[Collected data]
________________________________________

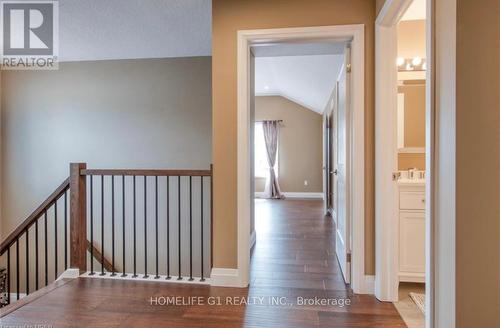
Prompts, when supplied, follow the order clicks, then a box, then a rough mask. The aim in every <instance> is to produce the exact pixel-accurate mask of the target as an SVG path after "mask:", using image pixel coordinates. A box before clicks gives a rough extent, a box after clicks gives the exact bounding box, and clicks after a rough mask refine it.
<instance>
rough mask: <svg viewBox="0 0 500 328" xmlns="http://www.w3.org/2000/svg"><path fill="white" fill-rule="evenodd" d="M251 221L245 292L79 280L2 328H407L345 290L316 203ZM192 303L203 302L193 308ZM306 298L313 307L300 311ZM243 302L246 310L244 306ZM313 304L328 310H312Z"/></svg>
mask: <svg viewBox="0 0 500 328" xmlns="http://www.w3.org/2000/svg"><path fill="white" fill-rule="evenodd" d="M256 217H257V220H256V227H257V230H258V233H257V244H256V247H255V250H254V252H253V256H252V263H251V285H250V287H249V288H245V289H243V288H220V287H210V286H203V285H186V284H176V283H163V282H146V281H125V280H112V279H98V278H78V279H74V280H70V281H67V282H64V283H60V284H58V285H57V286H56V287H55V288H53V289H52V290H51V291H47V292H44V291H40V292H37V293H34V294H32V295H30V296H28V297H30V298H31V301H29V302H26V304H25V305H24V306H22V307H20V308H18V309H17V310H15V311H13V312H11V313H9V314H6V315H5V314H4V315H3V317H2V318H1V319H0V320H1V324H2V325H12V326H16V325H17V326H20V325H37V324H38V325H43V324H45V325H51V326H53V327H155V326H157V327H204V328H205V327H213V328H216V327H255V328H257V327H258V328H262V327H297V328H299V327H300V328H303V327H384V328H392V327H406V326H405V324H404V323H403V321H402V320H401V318H400V316H399V314H398V313H397V311H396V309H395V308H394V306H393V305H392V304H391V303H382V302H379V301H377V300H376V299H375V297H373V296H371V295H354V294H352V292H351V291H350V290H349V288H348V287H346V286H345V285H344V283H343V280H342V277H341V273H340V271H339V267H338V264H337V261H336V258H335V255H334V253H333V248H332V247H333V246H332V245H334V242H333V241H334V227H333V223H332V221H331V219H330V218H328V217H327V218H325V217H323V215H322V203H321V201H316V200H285V201H267V200H257V202H256ZM37 295H38V296H37ZM36 297H38V298H36ZM161 297H164V298H169V297H178V298H179V299H180V300H181V301H182V302H180V303H179V302H176V304H163V305H161V304H153V305H152V304H151V298H161ZM33 298H35V299H33ZM194 298H196V300H201V301H202V303H201V304H196V302H195V303H193V302H192V300H193V299H194ZM306 298H307V299H309V300H312V302H313V304H308V303H306V304H304V303H303V304H299V301H300V300H304V299H306ZM210 299H212V300H214V299H216V300H220V304H208V302H209V300H210ZM242 299H247V300H249V304H248V305H246V304H242V303H241V300H242ZM238 300H239V301H238ZM260 300H262V302H261V301H260ZM314 300H317V301H319V302H321V301H324V302H329V304H323V305H322V304H317V303H316V304H314ZM238 302H239V303H238ZM21 303H23V302H22V301H21ZM236 303H238V304H236ZM348 303H349V304H350V305H348ZM23 304H24V303H23Z"/></svg>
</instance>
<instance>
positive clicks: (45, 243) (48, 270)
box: [43, 210, 49, 286]
mask: <svg viewBox="0 0 500 328" xmlns="http://www.w3.org/2000/svg"><path fill="white" fill-rule="evenodd" d="M47 220H48V217H47V210H45V212H44V220H43V224H44V227H43V232H44V234H45V238H44V243H45V258H44V260H45V268H44V269H45V286H47V285H48V284H49V257H48V253H49V250H48V248H49V247H48V242H47Z"/></svg>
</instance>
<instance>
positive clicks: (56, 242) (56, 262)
mask: <svg viewBox="0 0 500 328" xmlns="http://www.w3.org/2000/svg"><path fill="white" fill-rule="evenodd" d="M54 279H57V200H56V202H55V203H54Z"/></svg>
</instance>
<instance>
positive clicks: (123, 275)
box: [122, 175, 127, 277]
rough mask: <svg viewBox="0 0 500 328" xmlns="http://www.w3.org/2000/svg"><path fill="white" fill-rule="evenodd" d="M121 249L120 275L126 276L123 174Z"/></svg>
mask: <svg viewBox="0 0 500 328" xmlns="http://www.w3.org/2000/svg"><path fill="white" fill-rule="evenodd" d="M122 234H123V236H122V249H123V254H122V256H123V257H122V266H123V273H122V277H126V276H127V274H126V272H127V271H126V270H125V175H122Z"/></svg>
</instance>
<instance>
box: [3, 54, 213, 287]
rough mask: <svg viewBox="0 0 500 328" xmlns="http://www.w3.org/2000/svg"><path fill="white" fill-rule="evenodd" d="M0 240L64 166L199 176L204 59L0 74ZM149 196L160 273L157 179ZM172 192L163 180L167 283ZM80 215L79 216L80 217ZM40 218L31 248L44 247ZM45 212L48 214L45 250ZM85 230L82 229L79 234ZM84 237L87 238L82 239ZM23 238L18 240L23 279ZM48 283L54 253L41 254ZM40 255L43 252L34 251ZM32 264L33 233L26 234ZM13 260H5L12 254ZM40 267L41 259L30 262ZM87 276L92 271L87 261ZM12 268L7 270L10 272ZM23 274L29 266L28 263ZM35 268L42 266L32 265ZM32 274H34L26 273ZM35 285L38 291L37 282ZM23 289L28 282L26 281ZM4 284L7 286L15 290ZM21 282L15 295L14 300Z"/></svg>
mask: <svg viewBox="0 0 500 328" xmlns="http://www.w3.org/2000/svg"><path fill="white" fill-rule="evenodd" d="M1 87H2V88H1V117H0V122H1V147H2V151H1V154H0V155H1V159H2V161H1V164H0V165H1V166H0V167H1V172H0V177H1V178H2V184H1V191H2V197H1V204H2V206H1V215H2V220H1V228H2V229H1V230H2V231H1V232H2V238H5V237H6V236H7V235H8V234H9V233H10V232H12V231H13V230H14V229H15V227H16V226H18V225H19V224H20V223H21V222H22V221H23V220H24V219H25V218H26V217H27V216H28V215H29V214H30V213H31V212H32V211H33V209H35V208H36V207H37V206H38V205H39V204H40V203H41V202H42V201H43V200H44V199H45V198H46V197H47V196H48V195H49V194H50V193H51V192H52V191H54V189H55V188H56V187H57V186H58V185H59V184H60V183H61V182H62V181H63V180H64V179H65V178H66V177H67V176H68V174H69V163H70V162H86V163H88V167H90V168H185V169H189V168H199V169H208V168H209V165H210V163H211V149H212V147H211V135H212V129H211V103H212V100H211V58H210V57H192V58H171V59H140V60H114V61H96V62H74V63H62V64H60V69H59V70H58V71H24V72H22V71H18V72H7V71H4V72H2V75H1ZM181 182H182V191H181V200H182V205H181V206H182V216H181V218H180V220H181V226H182V229H181V230H182V232H181V235H182V246H181V247H182V257H183V264H182V274H183V275H187V274H188V273H189V257H188V256H189V255H188V252H189V246H190V245H189V191H188V188H189V180H188V178H183V180H182V181H181ZM204 182H205V184H204V191H205V192H204V198H205V199H204V204H203V208H204V213H205V217H204V220H205V221H204V229H205V230H204V236H205V247H204V255H205V265H204V268H205V275H207V273H209V268H210V263H209V257H210V248H209V245H210V230H209V229H210V217H209V213H210V208H209V204H210V203H209V196H210V188H209V187H210V185H209V179H208V178H205V181H204ZM154 183H155V180H154V178H148V185H147V188H148V200H147V209H148V211H147V213H148V214H147V220H148V229H147V230H148V231H147V234H148V272H149V273H151V272H154V269H155V255H156V254H155V251H154V249H155V248H154V243H155V240H154V236H155V226H154V222H155V203H154V191H155V190H154ZM158 184H159V187H158V190H159V206H158V211H159V229H158V230H159V238H158V239H159V241H158V243H159V269H160V274H165V273H166V272H165V271H166V246H167V236H166V210H167V207H166V198H167V197H166V185H167V181H166V178H160V179H159V181H158ZM122 186H123V185H122V183H121V178H117V179H116V182H115V187H116V194H117V196H116V198H115V204H116V213H115V214H116V225H115V229H116V230H115V238H116V240H115V247H116V252H115V255H116V262H117V269H118V270H120V271H121V270H123V267H122V264H121V261H122V255H123V252H122V247H121V245H122V239H121V233H122V228H123V211H122V202H121V190H122ZM132 186H133V185H132V178H130V177H129V178H127V180H126V206H125V211H126V214H125V216H126V219H125V227H126V229H125V230H126V251H127V256H126V259H127V265H126V271H127V272H132V263H133V258H132V253H133V251H132V247H133V243H132V240H133V230H132V226H133V221H132V219H133V207H132V204H133V202H132V190H133V188H132ZM200 188H201V185H200V180H199V178H193V262H194V263H193V271H194V275H195V276H199V274H200V262H199V259H200V252H201V245H200V238H199V236H200V233H201V231H200V230H201V229H200V219H201V215H200V208H201V205H200ZM105 190H106V192H105V199H104V206H105V209H104V222H105V224H104V230H105V236H106V237H105V243H104V246H105V254H106V257H107V258H108V259H109V260H111V238H110V235H111V234H110V231H111V223H110V221H111V210H110V208H111V204H110V203H111V198H110V192H109V191H110V178H109V177H106V178H105ZM136 193H137V212H136V213H137V272H138V273H143V272H144V206H145V204H144V178H142V177H138V178H137V187H136ZM100 197H101V195H100V177H97V178H95V180H94V229H93V231H94V244H95V245H96V246H97V247H98V248H99V249H100V248H101V246H102V245H101V241H100V237H101V224H100V221H101V201H100ZM177 200H178V189H177V180H176V179H174V178H171V179H170V207H169V213H170V216H171V219H170V231H171V234H170V257H171V260H170V261H171V267H170V269H171V273H172V274H177V272H178V268H177V266H176V264H177V259H178V258H177V254H178V248H177V245H178V242H179V240H178V234H177V229H178V222H179V221H178V220H179V217H178V208H177ZM58 208H59V211H58V213H59V215H58V221H59V233H58V241H59V251H58V259H59V261H58V262H59V267H58V269H59V273H61V272H62V270H63V263H64V255H63V247H64V246H63V241H64V239H63V234H62V230H63V229H62V226H63V225H62V221H61V220H62V217H63V214H62V209H63V208H64V207H63V202H62V201H59V203H58ZM88 212H89V211H88ZM43 223H44V222H43V219H41V220H40V222H39V225H41V226H40V230H39V245H43V243H44V239H43V238H44V237H43V235H44V231H43ZM53 226H54V212H53V210H50V211H49V213H48V230H49V233H48V239H49V240H48V243H49V245H53V240H54V238H55V236H54V234H53ZM89 231H90V230H89ZM89 231H88V232H87V235H88V238H89V239H90V232H89ZM24 247H25V237H22V238H21V240H20V254H21V256H22V258H21V259H20V262H21V267H20V271H21V276H22V277H24V270H25V265H24V261H25V260H24V254H25V249H24ZM49 247H50V249H49V254H48V255H49V258H48V262H49V280H52V279H53V278H55V277H54V276H53V263H54V255H55V254H54V250H53V249H52V247H51V246H49ZM42 253H43V252H42ZM30 254H31V255H30V260H31V262H33V259H34V227H32V228H31V229H30ZM13 256H14V255H13ZM40 256H41V258H40V261H41V262H40V263H43V261H44V257H43V254H40ZM94 263H95V266H94V269H95V270H100V265H98V264H97V263H96V262H94ZM11 265H15V261H14V262H12V263H11ZM31 265H32V267H33V266H34V263H31ZM41 269H43V265H42V266H41ZM33 274H34V273H33ZM40 279H41V280H40V282H41V283H42V285H43V282H42V278H40ZM30 280H31V286H33V285H34V277H33V276H32V277H30ZM11 283H12V284H13V286H15V281H14V280H12V281H11ZM24 288H25V283H24V279H23V280H22V281H21V292H24Z"/></svg>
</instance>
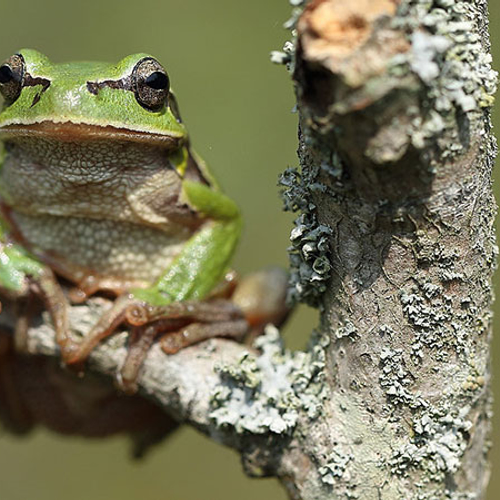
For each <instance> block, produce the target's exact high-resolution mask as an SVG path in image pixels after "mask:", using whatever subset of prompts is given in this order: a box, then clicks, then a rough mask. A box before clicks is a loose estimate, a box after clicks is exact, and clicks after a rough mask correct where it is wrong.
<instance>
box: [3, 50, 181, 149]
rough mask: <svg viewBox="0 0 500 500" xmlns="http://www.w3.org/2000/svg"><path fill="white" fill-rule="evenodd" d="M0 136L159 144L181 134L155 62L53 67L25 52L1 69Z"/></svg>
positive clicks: (136, 58) (26, 51)
mask: <svg viewBox="0 0 500 500" xmlns="http://www.w3.org/2000/svg"><path fill="white" fill-rule="evenodd" d="M0 93H1V94H2V95H3V97H4V106H3V109H2V110H1V112H0V133H1V134H2V135H4V136H5V135H9V134H10V133H15V134H18V135H19V133H21V134H22V135H24V134H26V135H33V134H34V135H38V134H42V135H54V136H64V135H71V136H73V137H75V136H78V135H81V136H83V137H86V136H92V137H107V138H118V139H120V138H123V139H131V140H139V141H141V140H145V141H148V142H156V141H159V142H161V143H163V144H165V145H167V146H168V145H170V146H171V147H172V146H173V147H175V146H176V145H178V144H181V143H183V142H184V140H185V139H186V137H187V132H186V129H185V127H184V125H183V124H182V122H181V120H180V117H179V113H178V110H177V106H176V102H175V98H174V96H173V94H172V92H171V91H170V84H169V78H168V75H167V73H166V71H165V69H164V68H163V67H162V66H161V65H160V63H159V62H158V61H156V59H154V58H153V57H151V56H149V55H146V54H135V55H131V56H128V57H125V58H124V59H122V60H121V61H120V62H119V63H118V64H105V63H95V62H78V63H65V64H53V63H52V62H51V61H50V60H49V59H48V58H47V57H45V56H44V55H43V54H41V53H40V52H37V51H35V50H30V49H24V50H21V51H19V52H18V53H17V54H15V55H13V56H11V57H10V58H9V59H7V60H6V61H5V62H4V63H3V64H2V65H1V66H0Z"/></svg>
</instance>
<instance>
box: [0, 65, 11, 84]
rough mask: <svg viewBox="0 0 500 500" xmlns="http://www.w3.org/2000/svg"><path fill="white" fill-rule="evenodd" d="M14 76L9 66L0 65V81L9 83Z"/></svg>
mask: <svg viewBox="0 0 500 500" xmlns="http://www.w3.org/2000/svg"><path fill="white" fill-rule="evenodd" d="M13 78H14V74H13V73H12V70H11V69H10V68H9V67H8V66H7V65H3V66H0V83H9V82H10V81H11V80H12V79H13Z"/></svg>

________________________________________

**WHAT IS BEING ASKED**: How many lines of the data hold the string "using"? Reply with the number alone.

**EXERCISE OUTPUT**: 2